● Set of tasks
• a. In the vector-angle thread, which two vectors are given in part (c)?
• b. Update everything in the vector-angle thread from "The scalar product is" down to "wrap it up.", putting "dot product" in place of "scalar product".

● Passage
+ + + + + + +
Question

help plz need help immediately!!

Using the definition of the scalar product, find the angle between the following vectors. (Find the smallest angle.)

a) A = 5i - 9j and B = 5i - 5j

(b) A = -8i + 5j and B = 3i - 4j + 2k

(c) A= -2i + 2j and B = 3j + 4k

Answer 1

The scalar product is defined as follows:\[
\mathbf{A}\cdot\mathbf{B}=|\mathbf{A}||\mathbf{B}|\cos\theta.
\]Therefore,\[
\theta=\cos^{-1}\left(\frac{\mathbf{A}\cdot\mathbf{B}}{|\mathbf{A}||\mathbf{B}|}\right).
\]Then use the fact that\[
\mathbf{A}\cdot\mathbf{B}=\sum a_ib_i=\mathbf{A}\mathbf{B}^T
\]to wrap it up.

Answer 2

I'll do (a) for you:\[
\mathbf{A}\cdot\mathbf{B}=5\cdot5+(-9)\cdot(-5)=-20,\\
|\mathbf{A}|=\sqrt{5^2+(-9)^2}=\sqrt{106},\\
|\mathbf{B}|=\sqrt{5^2+(-5)^2}=5\sqrt{2},\\
\cos^{-1}\left(\frac{\mathbf{A}\cdot\mathbf{B}}{|\mathbf{A}||\mathbf{B}|}\right)=\cos^{-1}\left(-\frac{2}{\sqrt{53}}\right)=105.9^\circ.
+ + + + + + +
● Extracted data
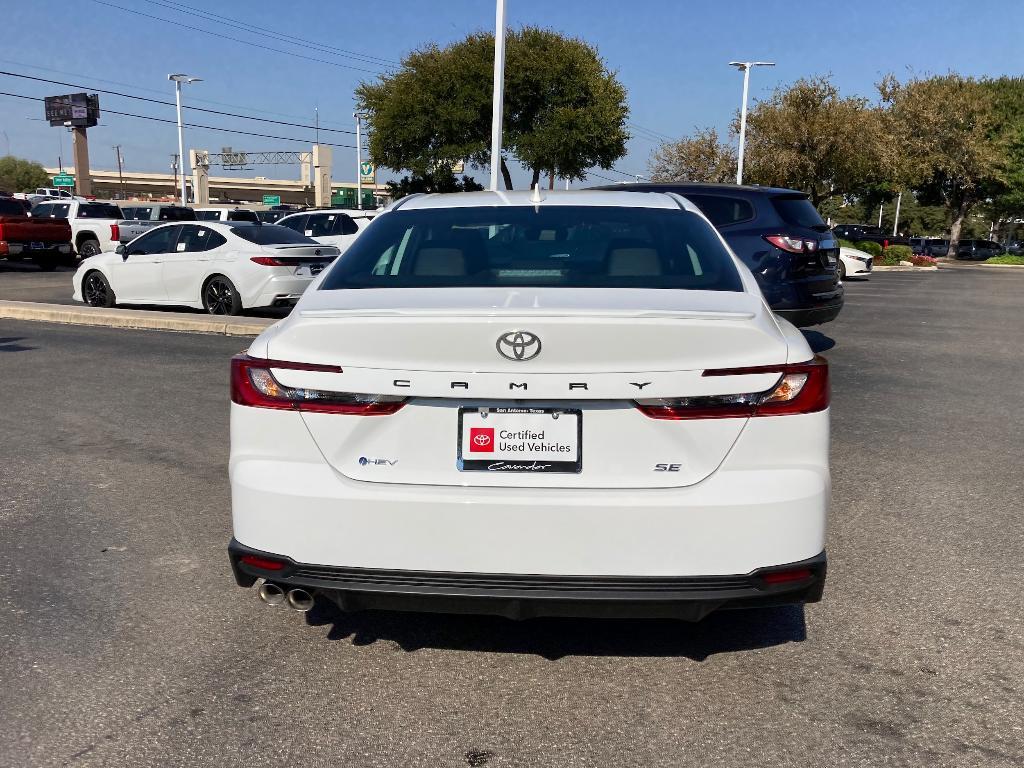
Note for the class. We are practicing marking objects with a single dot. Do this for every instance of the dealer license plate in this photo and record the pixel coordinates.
(520, 439)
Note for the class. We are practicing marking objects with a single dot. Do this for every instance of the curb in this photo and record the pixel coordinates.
(133, 318)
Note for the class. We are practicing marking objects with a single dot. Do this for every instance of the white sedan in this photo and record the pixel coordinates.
(220, 267)
(854, 263)
(532, 403)
(332, 227)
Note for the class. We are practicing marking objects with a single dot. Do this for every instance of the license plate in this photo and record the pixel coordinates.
(520, 439)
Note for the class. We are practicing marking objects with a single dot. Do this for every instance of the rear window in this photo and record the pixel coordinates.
(798, 211)
(722, 211)
(98, 211)
(271, 235)
(553, 246)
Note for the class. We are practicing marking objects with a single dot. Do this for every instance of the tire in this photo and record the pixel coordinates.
(96, 291)
(88, 248)
(220, 296)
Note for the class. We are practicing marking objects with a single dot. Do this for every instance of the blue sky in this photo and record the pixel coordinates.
(671, 55)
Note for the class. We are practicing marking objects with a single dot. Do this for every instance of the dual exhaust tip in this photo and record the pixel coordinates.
(298, 599)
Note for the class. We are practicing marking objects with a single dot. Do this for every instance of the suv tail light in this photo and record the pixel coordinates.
(253, 384)
(802, 388)
(793, 245)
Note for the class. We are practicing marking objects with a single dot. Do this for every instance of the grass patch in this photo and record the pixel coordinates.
(1007, 258)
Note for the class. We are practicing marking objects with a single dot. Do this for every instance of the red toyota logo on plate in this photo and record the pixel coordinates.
(481, 439)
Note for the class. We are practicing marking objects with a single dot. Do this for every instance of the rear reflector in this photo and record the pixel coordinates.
(801, 388)
(253, 384)
(783, 577)
(261, 562)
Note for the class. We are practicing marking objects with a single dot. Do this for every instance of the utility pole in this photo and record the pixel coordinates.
(121, 178)
(498, 107)
(744, 67)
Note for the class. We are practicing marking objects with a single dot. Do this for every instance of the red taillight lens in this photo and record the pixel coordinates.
(793, 245)
(262, 562)
(802, 388)
(253, 384)
(783, 577)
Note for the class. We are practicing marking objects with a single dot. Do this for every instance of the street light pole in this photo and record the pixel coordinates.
(178, 80)
(744, 67)
(497, 109)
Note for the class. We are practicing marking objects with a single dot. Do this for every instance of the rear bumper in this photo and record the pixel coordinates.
(528, 596)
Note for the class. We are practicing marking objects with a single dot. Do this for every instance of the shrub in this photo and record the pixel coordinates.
(868, 247)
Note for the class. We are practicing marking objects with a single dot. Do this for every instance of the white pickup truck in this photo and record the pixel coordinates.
(94, 226)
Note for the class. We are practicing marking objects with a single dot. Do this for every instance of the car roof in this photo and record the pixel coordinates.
(547, 198)
(698, 186)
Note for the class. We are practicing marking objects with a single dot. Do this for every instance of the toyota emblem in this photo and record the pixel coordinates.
(518, 345)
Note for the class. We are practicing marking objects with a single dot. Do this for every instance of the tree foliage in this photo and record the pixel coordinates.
(441, 180)
(809, 137)
(564, 112)
(700, 158)
(22, 175)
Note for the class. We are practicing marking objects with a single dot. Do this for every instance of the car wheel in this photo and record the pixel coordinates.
(88, 248)
(220, 296)
(96, 291)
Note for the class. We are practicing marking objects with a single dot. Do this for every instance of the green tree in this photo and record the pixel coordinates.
(22, 175)
(564, 112)
(808, 137)
(699, 158)
(944, 134)
(441, 180)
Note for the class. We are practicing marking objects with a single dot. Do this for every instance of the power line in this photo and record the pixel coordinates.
(233, 39)
(192, 125)
(272, 34)
(171, 103)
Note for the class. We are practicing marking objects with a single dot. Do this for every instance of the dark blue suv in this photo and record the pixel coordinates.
(779, 236)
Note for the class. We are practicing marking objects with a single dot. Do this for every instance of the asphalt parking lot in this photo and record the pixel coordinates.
(127, 643)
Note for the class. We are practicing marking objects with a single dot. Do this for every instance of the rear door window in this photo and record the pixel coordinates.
(722, 211)
(797, 210)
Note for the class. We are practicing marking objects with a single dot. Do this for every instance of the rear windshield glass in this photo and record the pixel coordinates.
(722, 211)
(271, 235)
(98, 211)
(798, 211)
(557, 246)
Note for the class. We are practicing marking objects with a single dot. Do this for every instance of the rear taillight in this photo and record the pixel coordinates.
(253, 384)
(801, 388)
(793, 245)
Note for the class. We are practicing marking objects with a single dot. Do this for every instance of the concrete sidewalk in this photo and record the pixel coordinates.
(135, 318)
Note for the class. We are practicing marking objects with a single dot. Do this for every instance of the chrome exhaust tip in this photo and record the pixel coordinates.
(300, 600)
(271, 594)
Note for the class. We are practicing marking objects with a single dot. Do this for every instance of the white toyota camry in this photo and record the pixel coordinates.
(532, 403)
(220, 267)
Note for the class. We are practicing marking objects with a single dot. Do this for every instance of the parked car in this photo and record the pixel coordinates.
(225, 214)
(780, 238)
(220, 267)
(93, 225)
(139, 219)
(22, 237)
(854, 263)
(529, 406)
(860, 232)
(332, 226)
(978, 250)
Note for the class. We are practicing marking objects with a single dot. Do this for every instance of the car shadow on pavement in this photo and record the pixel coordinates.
(724, 632)
(818, 341)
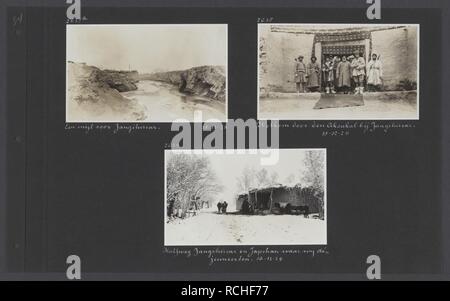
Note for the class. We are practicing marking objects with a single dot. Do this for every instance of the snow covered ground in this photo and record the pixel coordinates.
(210, 228)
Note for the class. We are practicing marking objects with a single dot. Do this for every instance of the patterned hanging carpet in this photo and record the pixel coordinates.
(339, 101)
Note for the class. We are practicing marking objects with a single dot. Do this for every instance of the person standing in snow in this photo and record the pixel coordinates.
(300, 75)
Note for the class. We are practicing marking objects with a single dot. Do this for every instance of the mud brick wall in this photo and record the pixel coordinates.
(277, 53)
(398, 50)
(397, 47)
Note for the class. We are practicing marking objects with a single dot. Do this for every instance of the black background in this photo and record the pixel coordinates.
(100, 195)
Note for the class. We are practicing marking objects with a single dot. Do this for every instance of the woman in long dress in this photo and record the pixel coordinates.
(344, 75)
(313, 73)
(374, 73)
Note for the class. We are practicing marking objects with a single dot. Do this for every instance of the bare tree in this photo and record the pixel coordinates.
(314, 174)
(189, 177)
(273, 179)
(246, 180)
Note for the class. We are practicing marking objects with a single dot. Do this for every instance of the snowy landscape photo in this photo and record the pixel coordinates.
(338, 71)
(146, 73)
(231, 198)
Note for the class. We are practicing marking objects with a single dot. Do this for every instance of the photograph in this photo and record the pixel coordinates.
(146, 72)
(338, 71)
(230, 198)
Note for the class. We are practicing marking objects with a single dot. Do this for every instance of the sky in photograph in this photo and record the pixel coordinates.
(229, 166)
(147, 48)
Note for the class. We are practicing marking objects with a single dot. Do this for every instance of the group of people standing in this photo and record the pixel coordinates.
(339, 74)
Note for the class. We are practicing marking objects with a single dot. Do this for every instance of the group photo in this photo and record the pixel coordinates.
(338, 71)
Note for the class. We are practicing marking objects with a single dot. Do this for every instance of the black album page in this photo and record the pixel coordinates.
(224, 140)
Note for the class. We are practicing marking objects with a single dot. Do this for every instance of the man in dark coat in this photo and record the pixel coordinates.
(219, 207)
(224, 207)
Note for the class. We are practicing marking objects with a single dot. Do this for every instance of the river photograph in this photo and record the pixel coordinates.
+ + + + + + +
● Expected outputs
• a. A = -2i + 2j and B = 3j + 4k

• b.
The dot product is defined as follows:\[
\mathbf{A}\cdot\mathbf{B}=|\mathbf{A}||\mathbf{B}|\cos\theta.
\]Therefore,\[
\theta=\cos^{-1}\left(\frac{\mathbf{A}\cdot\mathbf{B}}{|\mathbf{A}||\mathbf{B}|}\right).
\]Then use the fact that\[
\mathbf{A}\cdot\mathbf{B}=\sum a_ib_i=\mathbf{A}\mathbf{B}^T
\]to wrap it up.